* **Given task**
Edit the material below by replacing every "disc" with "circle". Leave everything else unchanged.

* **Entries provided**
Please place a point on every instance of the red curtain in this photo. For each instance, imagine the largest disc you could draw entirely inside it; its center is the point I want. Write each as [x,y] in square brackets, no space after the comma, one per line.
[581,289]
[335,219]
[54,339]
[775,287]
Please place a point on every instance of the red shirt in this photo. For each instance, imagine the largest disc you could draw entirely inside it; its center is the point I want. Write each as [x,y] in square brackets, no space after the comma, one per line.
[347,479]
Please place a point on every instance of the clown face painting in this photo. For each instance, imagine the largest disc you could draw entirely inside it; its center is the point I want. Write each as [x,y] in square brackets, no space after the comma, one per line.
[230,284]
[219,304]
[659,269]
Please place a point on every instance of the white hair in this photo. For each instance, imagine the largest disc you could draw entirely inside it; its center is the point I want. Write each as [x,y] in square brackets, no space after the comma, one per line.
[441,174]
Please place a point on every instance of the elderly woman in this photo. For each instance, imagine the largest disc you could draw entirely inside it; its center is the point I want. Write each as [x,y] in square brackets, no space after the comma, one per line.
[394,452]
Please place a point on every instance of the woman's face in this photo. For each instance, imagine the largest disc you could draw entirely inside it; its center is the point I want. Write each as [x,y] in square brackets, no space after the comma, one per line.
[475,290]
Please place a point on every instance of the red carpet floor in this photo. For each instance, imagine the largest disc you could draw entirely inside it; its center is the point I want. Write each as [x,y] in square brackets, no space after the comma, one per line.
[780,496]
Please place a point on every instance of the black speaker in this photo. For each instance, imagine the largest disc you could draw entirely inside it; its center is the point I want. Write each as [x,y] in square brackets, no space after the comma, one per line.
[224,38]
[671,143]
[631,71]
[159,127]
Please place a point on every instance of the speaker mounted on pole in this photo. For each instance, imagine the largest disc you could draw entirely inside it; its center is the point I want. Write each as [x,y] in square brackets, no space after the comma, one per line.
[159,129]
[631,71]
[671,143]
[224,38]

* **The response**
Please place a point on every instance of the red curtain in this photo. For each instance, imagine the largest circle you could draw entirely inside it; its center is the point I want. Write each as [x,y] in square brackets, no space after the comma, one per line.
[581,289]
[335,219]
[54,339]
[775,287]
Please place a point on every instance of the red shirt in this photo. For each instance, imagine the largest circle you could draw entirely inside it; its center is the point I want. Write each as [x,y] in square brackets, no space after the comma, one per line.
[347,479]
Please place a point on every instance of the clown face painting in this photo. For each instance, imagine the largest circle you could draw entirely inside it; its center is the point I want. Write each as [x,y] in square brackets, no space after the comma, one per line.
[230,284]
[219,304]
[659,269]
Please place a point on every instance of the white hair in this photo. For each instance, imagine the largest circle you could draw entirely inside it; its center is the point I want. Write each as [x,y] in square brackets, no space after the comma, one per line.
[441,174]
Please place a point on every instance of the elderly woman in this photo. For each instance, imagine the largest circle you could draw entirely inside it; its center is the point I want. Write each as [x,y] in square brackets, no space after the comma, one per line.
[394,452]
Please place a point on every instance of the woman's face in this photo. For each instance, imagine the largest circle you could draw entirely inside it; its center is the point I want. Write each as [x,y] in square brackets, no space after the comma, one per line.
[475,290]
Please place a point on every instance of the red carpet floor in this photo. For each instance, imagine the largest circle you could draw entirely inside it; its center is the point I want. Write each as [x,y] in square brackets, no space after the comma, one per line.
[780,496]
Please place a point on every instance of the black speaker in this photo. For each instance, imagine the largest circle you could draw entirely inside it; its center is the point I want. Write each as [x,y] in square brackets, no space after the comma, one per line.
[224,38]
[671,143]
[631,71]
[159,127]
Please place a point on every instance of the speaker mounted on pole in this photo. For each instance, imagine the largest circle you could draw entirely inside it; its center is the point I want. Write each as [x,y] in square brackets, no space after the comma, one per line.
[159,129]
[631,71]
[671,143]
[224,38]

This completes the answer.